=== Your task ===
Write out every line of the material as it stands, apart from the pictures.

=== Data ===
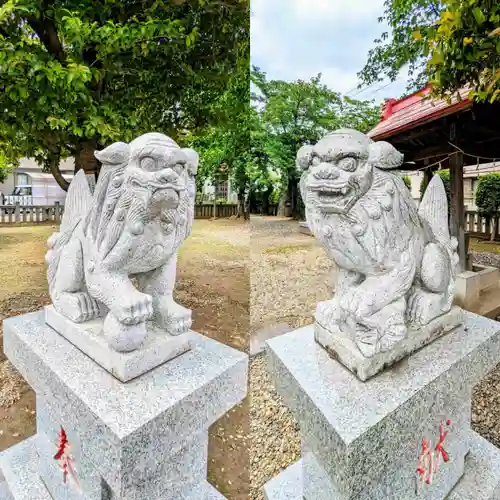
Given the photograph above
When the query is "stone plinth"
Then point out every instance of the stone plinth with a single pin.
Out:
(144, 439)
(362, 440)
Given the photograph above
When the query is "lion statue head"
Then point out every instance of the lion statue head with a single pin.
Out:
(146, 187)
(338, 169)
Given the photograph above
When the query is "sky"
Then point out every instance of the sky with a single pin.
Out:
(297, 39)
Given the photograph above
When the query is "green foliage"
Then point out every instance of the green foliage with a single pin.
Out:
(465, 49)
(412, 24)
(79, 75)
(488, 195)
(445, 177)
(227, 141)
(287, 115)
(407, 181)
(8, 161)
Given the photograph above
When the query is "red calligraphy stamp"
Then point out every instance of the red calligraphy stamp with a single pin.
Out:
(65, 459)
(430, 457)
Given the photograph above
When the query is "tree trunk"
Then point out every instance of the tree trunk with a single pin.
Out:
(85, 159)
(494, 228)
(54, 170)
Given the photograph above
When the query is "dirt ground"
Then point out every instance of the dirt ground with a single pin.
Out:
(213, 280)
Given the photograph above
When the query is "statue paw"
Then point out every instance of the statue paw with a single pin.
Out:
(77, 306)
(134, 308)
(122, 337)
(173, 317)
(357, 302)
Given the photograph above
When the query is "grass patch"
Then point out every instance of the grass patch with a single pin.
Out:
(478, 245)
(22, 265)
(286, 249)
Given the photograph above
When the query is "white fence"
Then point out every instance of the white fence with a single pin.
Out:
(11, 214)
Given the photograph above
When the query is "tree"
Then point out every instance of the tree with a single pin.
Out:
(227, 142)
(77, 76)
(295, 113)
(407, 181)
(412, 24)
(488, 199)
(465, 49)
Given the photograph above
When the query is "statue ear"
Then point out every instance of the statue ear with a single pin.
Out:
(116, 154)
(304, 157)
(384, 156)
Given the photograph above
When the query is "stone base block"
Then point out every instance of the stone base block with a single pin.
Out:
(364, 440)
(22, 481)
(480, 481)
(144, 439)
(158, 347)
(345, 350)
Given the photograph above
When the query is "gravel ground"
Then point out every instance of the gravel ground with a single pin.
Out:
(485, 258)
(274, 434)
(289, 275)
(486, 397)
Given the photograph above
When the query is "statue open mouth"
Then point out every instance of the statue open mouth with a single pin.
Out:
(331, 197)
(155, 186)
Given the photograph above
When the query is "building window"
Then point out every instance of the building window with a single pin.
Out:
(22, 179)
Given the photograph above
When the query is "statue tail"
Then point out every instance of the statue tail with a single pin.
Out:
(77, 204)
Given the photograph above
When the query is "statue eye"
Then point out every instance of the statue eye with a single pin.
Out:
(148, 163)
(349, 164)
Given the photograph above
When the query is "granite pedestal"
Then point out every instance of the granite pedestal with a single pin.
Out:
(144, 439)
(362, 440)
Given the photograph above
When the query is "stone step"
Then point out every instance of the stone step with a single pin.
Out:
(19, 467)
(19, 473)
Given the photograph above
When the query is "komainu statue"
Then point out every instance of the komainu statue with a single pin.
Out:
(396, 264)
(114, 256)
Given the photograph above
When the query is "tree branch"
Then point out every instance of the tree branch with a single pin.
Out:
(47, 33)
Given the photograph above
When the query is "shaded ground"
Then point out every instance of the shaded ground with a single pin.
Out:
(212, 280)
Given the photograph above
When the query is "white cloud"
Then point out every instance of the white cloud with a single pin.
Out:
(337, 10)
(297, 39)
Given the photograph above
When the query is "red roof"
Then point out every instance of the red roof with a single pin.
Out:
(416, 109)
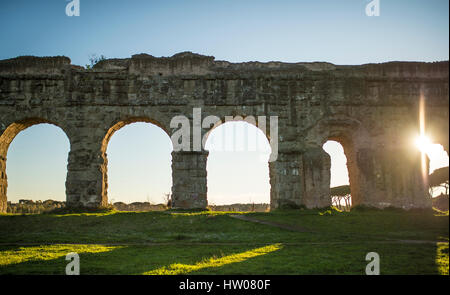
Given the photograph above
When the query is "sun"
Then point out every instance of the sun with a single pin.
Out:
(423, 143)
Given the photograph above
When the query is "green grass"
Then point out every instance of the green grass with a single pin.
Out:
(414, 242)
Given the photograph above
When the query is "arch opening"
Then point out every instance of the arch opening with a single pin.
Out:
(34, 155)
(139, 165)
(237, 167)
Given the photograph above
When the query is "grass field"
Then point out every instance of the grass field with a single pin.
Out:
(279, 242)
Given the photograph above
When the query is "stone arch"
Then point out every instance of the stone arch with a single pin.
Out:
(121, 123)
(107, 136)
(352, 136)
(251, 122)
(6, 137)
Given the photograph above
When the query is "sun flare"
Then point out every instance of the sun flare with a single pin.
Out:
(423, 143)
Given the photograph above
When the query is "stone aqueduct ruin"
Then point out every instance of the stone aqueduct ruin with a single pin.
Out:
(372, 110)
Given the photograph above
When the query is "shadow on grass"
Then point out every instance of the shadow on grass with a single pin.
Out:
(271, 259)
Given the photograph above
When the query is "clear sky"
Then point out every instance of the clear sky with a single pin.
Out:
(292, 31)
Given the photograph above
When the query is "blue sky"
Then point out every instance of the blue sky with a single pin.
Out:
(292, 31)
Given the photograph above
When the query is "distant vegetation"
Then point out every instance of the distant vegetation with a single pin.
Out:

=== Response ===
Given the photograph above
When the query is "stone plinth"
Then point out every instance of the stone plinth with a single pin.
Out:
(144, 439)
(362, 440)
Given the photograph above
When the query is "lion statue head"
Then point out every instance of the lion statue head with a single pin.
Out:
(146, 187)
(338, 169)
Given the photograph above
When the query is "sky"
Then point out every instance of the sky with a single pin.
Out:
(297, 39)
Given the photograph above
When the query is "green foliage"
Then point out every instance of the green foliage with a single pin.
Out:
(465, 49)
(412, 24)
(79, 75)
(488, 195)
(445, 177)
(227, 141)
(287, 115)
(407, 181)
(8, 161)
Given the photograph above
When the query is "red calligraphy stamp"
Then point out every instance of the red calligraphy stamp with a single pin.
Out:
(65, 459)
(430, 457)
Given the photograph above
When the query is "tree trunk"
Then point out every instance of the tree trunk with a single pin.
Out:
(85, 159)
(494, 228)
(54, 170)
Given the photograph above
When the query is "dirt ground"
Then point out every instance of the dirt ground with a single pin.
Out:
(213, 280)
Given the photograph above
When the query is "statue paw"
Then point out every instance of the statue paw with a single pin.
Out:
(77, 306)
(134, 308)
(122, 337)
(173, 317)
(357, 302)
Given the photograph above
When the query is "grass patch"
Then point out every instance of the grass patch with a single pin.
Out:
(478, 245)
(22, 265)
(286, 249)
Given the photograph above
When the query is "white fence"
Then point out every instance of the white fence with a single pin.
Out:
(11, 214)
Given the photograph above
When the query is "tree"
Then point out every instance of the tree with a single pin.
Out:
(227, 142)
(77, 76)
(295, 113)
(407, 181)
(412, 24)
(488, 199)
(465, 49)
Given the photograph above
When the query is "statue ear"
Then point out every instance of the statue ear with a single pin.
Out:
(116, 154)
(304, 157)
(384, 156)
Given the photograph above
When the query is "stone base block"
Then point out every instance of the stone base block with a single pin.
Out:
(364, 440)
(22, 481)
(480, 481)
(144, 439)
(158, 347)
(345, 350)
Given the photograph above
When the query is "gravel ground"
Then point out every instance of the gravel ground with a single pin.
Out:
(485, 258)
(274, 434)
(289, 275)
(486, 397)
Given the photograph above
When the query is "statue open mouth"
Then point out every instance of the statue open mouth with a single pin.
Out:
(331, 197)
(155, 186)
Given the photograph above
When the query is "building window"
Then point out every instance of the building window with a single pin.
Out:
(22, 179)
Given the photograph above
When the query is "statue tail"
Then point out every instance of the statue tail with a single pin.
Out:
(77, 204)
Given the photograph above
When the query is "statue eye"
Then point out every instance of the statue eye with a single pin.
Out:
(148, 163)
(349, 164)
Given the photograph above
When the query is "granite pedestal"
Then point out every instance of the granite pedestal with a single pin.
Out:
(144, 439)
(362, 440)
Given the photograph above
When the query is "stone step"
Then point out every instance of the stone step with a single pin.
Out:
(19, 467)
(19, 473)
Given the photograph above
When the query is "komainu statue"
Then point out every instance of the komainu statue with a single pin.
Out:
(396, 264)
(114, 256)
Given the photograph above
When the query is "tree branch"
Then point out every instance of the tree branch with a single pin.
Out:
(47, 33)
Given the photograph above
When the query is "shaded ground"
Then point out every instance of the shaded ground with a single pin.
Out:
(212, 280)
Given the photograph above
When the query is "white cloud"
Then point out every instance of the white cloud with a single pin.
Out:
(337, 10)
(297, 39)
Given the photograph above
When the query is "red roof"
Then point out every instance of the red roof with a single pin.
Out:
(416, 109)
Given the photograph above
When the query is "sun"
Then point out every instance of the sun with a single pin.
Out:
(423, 143)
Given the photograph above
When the query is "green grass"
Then point out every instance of the green grass with a single pin.
Out:
(414, 242)
Given the photograph above
When the query is "arch opening"
Then point out every instance of the arch opening with a single pin.
Out:
(34, 155)
(139, 165)
(237, 167)
Given the photograph above
When the query is "grass field"
Then point out every instance of the grass field with a single pin.
Out:
(279, 242)
Given the photograph above
When the query is "stone arch"
Then point out every instance of the stone arch with a single pin.
Out:
(121, 123)
(107, 136)
(352, 136)
(251, 122)
(6, 137)
Given the photograph above
When the query is "sun flare"
Then point out every instance of the sun flare with a single pin.
Out:
(423, 143)
Given the photograph above
When the query is "stone aqueduct ruin"
Then point out every instance of the stone aqueduct ruin with a single pin.
Out:
(372, 110)
Given the photograph above
When the query is "shadow on grass"
Then point out every instance of the shadow on grass with a single pin.
Out:
(271, 259)
Given the photograph above
When the query is "clear sky"
Then point out every instance of the clear sky with a single pin.
Out:
(292, 31)
Given the photograph above
When the query is "blue sky"
Then point out every instance of the blue sky with a single pin.
Out:
(292, 31)
Given the photograph above
When the query is "distant vegetation"
Then point out every instance of the distant vegetation with a single pin.
Out:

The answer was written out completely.